Natural-language object grounding data
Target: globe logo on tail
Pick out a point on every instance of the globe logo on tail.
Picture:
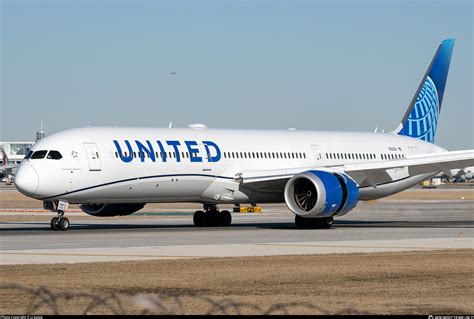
(423, 118)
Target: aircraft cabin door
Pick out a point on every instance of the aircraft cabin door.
(206, 163)
(93, 156)
(317, 153)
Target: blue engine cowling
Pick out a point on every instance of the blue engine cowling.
(321, 194)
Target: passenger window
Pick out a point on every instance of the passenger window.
(54, 155)
(38, 154)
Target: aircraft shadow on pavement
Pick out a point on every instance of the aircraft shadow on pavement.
(338, 224)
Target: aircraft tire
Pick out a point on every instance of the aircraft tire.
(54, 223)
(225, 218)
(199, 218)
(64, 224)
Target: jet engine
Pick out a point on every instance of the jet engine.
(109, 210)
(321, 194)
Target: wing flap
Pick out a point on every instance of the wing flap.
(365, 174)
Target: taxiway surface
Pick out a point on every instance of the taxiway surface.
(383, 225)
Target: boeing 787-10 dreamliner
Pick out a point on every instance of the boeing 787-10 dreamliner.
(111, 171)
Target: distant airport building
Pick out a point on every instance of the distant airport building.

**Exercise instructions**
Would you retype the lines above from the one with "Pick out a point on every instance of the blue" down to the one with "Target: boeing 787-10 dreamliner", word for word, both ends included and no other lines?

**Response to the task**
Pick out a point on every instance of the blue engine cowling.
(321, 194)
Target: passenger window
Pick out a point on every instance of the passenger window.
(54, 155)
(38, 154)
Target: aircraft shadow on pavement
Pick out a point on every instance of the aircraft shadow on pavement.
(338, 224)
Target: aircraft tire
Pick out a point on every instance of the aircraft tire.
(54, 223)
(225, 218)
(199, 218)
(64, 224)
Target: jet engine
Pick out a point on every instance of the jet engine.
(109, 210)
(321, 194)
Target: wing flap
Pick out a point on every instance of the wing flap.
(365, 174)
Target: taxiway surface
Pick out a point on every instance of the taxiway surface.
(383, 225)
Target: boeing 787-10 dreamliner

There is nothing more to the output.